— Your objective —
Starting with the line that contains "sail, one point per instance in this photo." and going on through the end of the material, render each nonblank line as a row of a Markdown table. Use the columns Row, holding the row number, and Line, holding the line itself.

— Stored rows —
^^^^^^^^
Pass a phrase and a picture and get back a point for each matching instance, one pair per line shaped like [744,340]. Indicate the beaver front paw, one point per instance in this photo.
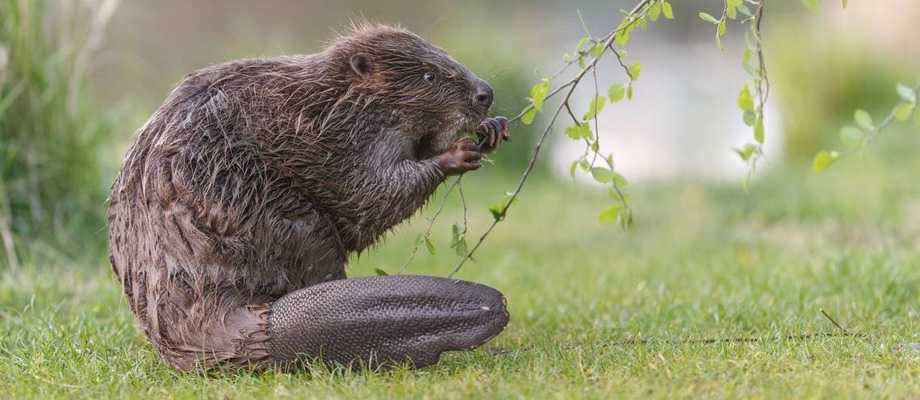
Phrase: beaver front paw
[463,156]
[493,131]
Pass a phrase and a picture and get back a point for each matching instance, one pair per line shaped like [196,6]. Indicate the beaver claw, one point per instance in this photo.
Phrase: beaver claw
[493,131]
[463,156]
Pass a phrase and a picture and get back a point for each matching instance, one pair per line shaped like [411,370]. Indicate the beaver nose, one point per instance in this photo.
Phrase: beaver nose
[484,95]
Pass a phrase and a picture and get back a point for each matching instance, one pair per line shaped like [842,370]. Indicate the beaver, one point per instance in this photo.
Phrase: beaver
[241,198]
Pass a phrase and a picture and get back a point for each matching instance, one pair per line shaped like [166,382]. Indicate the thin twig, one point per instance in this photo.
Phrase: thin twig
[571,85]
[434,217]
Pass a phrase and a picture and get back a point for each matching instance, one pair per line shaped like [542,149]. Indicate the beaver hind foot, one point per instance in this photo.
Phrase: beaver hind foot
[384,321]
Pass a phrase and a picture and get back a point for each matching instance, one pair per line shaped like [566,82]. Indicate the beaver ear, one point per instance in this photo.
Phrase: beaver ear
[361,64]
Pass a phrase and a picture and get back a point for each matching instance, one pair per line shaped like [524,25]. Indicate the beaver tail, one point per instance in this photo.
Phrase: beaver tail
[386,320]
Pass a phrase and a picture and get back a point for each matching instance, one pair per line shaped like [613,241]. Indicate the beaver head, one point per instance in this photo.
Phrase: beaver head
[433,97]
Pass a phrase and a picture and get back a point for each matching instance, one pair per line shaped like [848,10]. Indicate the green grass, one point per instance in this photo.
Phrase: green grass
[702,262]
[52,137]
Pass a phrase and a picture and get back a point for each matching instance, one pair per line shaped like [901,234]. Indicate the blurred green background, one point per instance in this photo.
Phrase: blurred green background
[78,78]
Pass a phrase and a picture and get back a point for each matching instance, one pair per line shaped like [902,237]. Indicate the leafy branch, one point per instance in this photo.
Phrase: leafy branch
[588,54]
[855,138]
[751,104]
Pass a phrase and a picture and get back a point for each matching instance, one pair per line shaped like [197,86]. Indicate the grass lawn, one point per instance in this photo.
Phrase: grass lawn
[702,262]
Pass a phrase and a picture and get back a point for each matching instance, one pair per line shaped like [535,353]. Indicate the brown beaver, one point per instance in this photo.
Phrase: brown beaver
[241,198]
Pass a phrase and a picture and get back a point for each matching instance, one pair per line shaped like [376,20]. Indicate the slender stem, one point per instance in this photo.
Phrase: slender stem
[570,85]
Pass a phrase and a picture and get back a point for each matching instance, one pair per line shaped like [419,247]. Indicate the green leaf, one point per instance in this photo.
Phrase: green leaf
[579,131]
[745,11]
[602,175]
[745,100]
[746,152]
[622,37]
[749,118]
[498,209]
[580,47]
[616,92]
[708,18]
[863,119]
[596,106]
[759,131]
[824,159]
[851,136]
[598,49]
[610,215]
[529,116]
[731,8]
[634,71]
[906,93]
[654,11]
[618,180]
[538,94]
[667,10]
[903,112]
[429,245]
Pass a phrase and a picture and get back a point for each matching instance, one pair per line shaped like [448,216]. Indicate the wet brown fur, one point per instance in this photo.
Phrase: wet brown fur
[258,177]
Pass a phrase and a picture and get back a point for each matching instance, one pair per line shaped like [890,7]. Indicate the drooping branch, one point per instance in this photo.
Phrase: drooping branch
[637,14]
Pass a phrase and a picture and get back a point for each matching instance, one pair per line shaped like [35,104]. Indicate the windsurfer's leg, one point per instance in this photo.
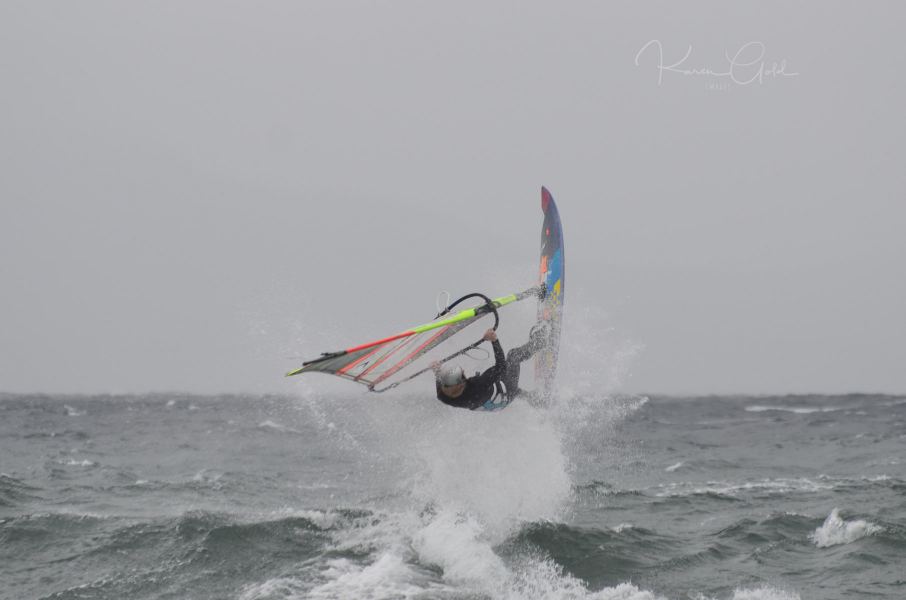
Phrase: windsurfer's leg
[511,376]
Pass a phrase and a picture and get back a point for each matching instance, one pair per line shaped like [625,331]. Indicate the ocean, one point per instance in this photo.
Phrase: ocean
[312,496]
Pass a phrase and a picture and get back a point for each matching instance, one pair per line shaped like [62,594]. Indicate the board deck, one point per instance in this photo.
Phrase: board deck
[550,310]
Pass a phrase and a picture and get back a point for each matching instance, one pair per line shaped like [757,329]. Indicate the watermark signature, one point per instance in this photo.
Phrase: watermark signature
[746,67]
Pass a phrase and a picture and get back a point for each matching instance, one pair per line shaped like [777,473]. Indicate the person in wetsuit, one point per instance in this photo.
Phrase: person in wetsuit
[455,389]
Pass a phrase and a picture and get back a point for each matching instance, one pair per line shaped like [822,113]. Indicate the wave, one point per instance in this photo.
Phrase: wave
[799,410]
[15,491]
[835,531]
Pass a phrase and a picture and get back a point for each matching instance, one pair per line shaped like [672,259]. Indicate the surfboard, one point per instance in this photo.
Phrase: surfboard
[550,309]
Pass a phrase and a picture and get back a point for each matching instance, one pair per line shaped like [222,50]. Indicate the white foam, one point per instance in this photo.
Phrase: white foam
[835,531]
[764,593]
[799,410]
[268,424]
[387,577]
[79,463]
[733,489]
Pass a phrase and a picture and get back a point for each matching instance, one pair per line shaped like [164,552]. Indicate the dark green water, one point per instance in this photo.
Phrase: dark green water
[174,496]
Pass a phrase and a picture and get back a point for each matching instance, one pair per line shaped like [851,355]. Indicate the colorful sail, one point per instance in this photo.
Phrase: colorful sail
[385,363]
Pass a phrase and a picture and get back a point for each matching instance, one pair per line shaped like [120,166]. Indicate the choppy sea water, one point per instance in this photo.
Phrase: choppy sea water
[630,498]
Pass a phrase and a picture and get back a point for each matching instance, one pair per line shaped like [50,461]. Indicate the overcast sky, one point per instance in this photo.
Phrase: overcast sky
[191,192]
^^^^^^^^
— Written answer —
| Row | Line |
|---|---|
| 1 | Pass a phrase and a picture and get back a point for each matching instance, one pair per line shaped like [851,355]. Indicate the colorful sail, one point per instance in this photo. |
| 2 | Phrase: colorful sail |
| 3 | [385,363] |
| 4 | Pass a phrase and a picture and get back a point for each matching instance, one pair per line shaped like [120,166]. Indicate the choppy sea water, one point per instance in this photo. |
| 5 | Phrase: choppy sea water |
| 6 | [630,498] |
| 7 | Pass a phrase and a picture and get back a point for each matching instance, one pair per line shaped like [50,461]. Indicate the overcast sky, one point per instance in this photo. |
| 8 | Phrase: overcast sky |
| 9 | [191,192] |